** The problem **
Locate each line in the items below that contains the string "chimney", treating uppercase and lowercase letters as different, and copy every such line.

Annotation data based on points
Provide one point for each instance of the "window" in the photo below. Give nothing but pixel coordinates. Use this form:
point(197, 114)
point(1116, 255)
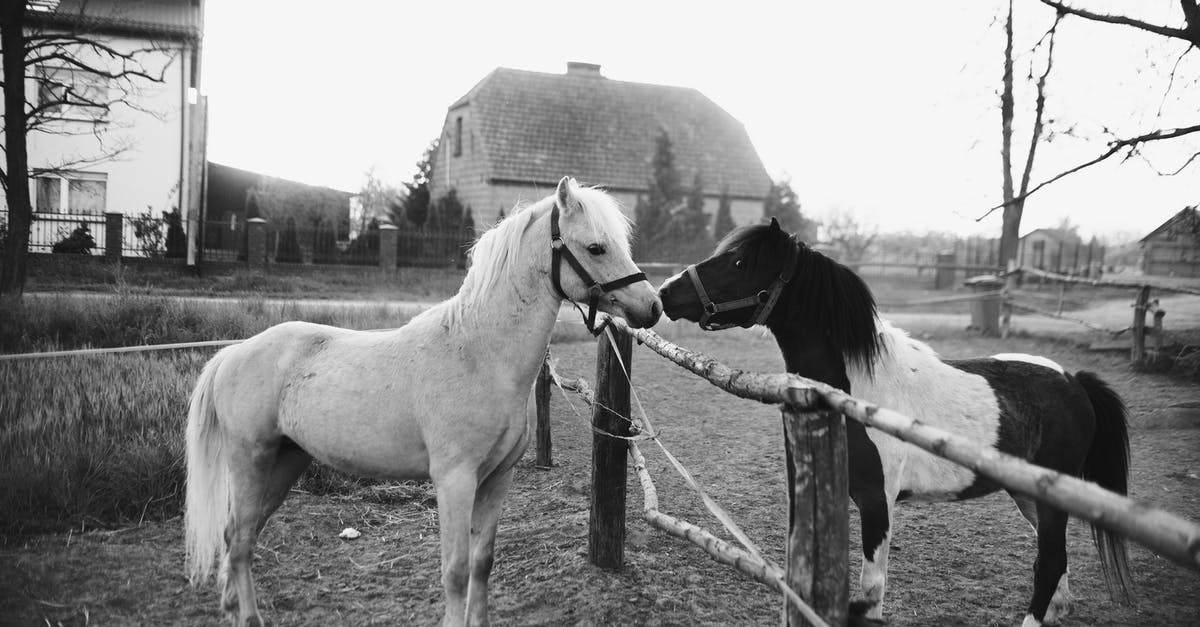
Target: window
point(457, 136)
point(84, 192)
point(1039, 254)
point(72, 94)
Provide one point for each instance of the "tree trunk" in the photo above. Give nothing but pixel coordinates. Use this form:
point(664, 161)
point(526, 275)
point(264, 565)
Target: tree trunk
point(16, 251)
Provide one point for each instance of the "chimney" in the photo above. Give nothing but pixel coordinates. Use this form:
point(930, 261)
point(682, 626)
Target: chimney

** Correct answer **
Provide one point for each instance of the "chimney" in the photo above. Give nothing but pixel coordinates. Use this form:
Target: chimney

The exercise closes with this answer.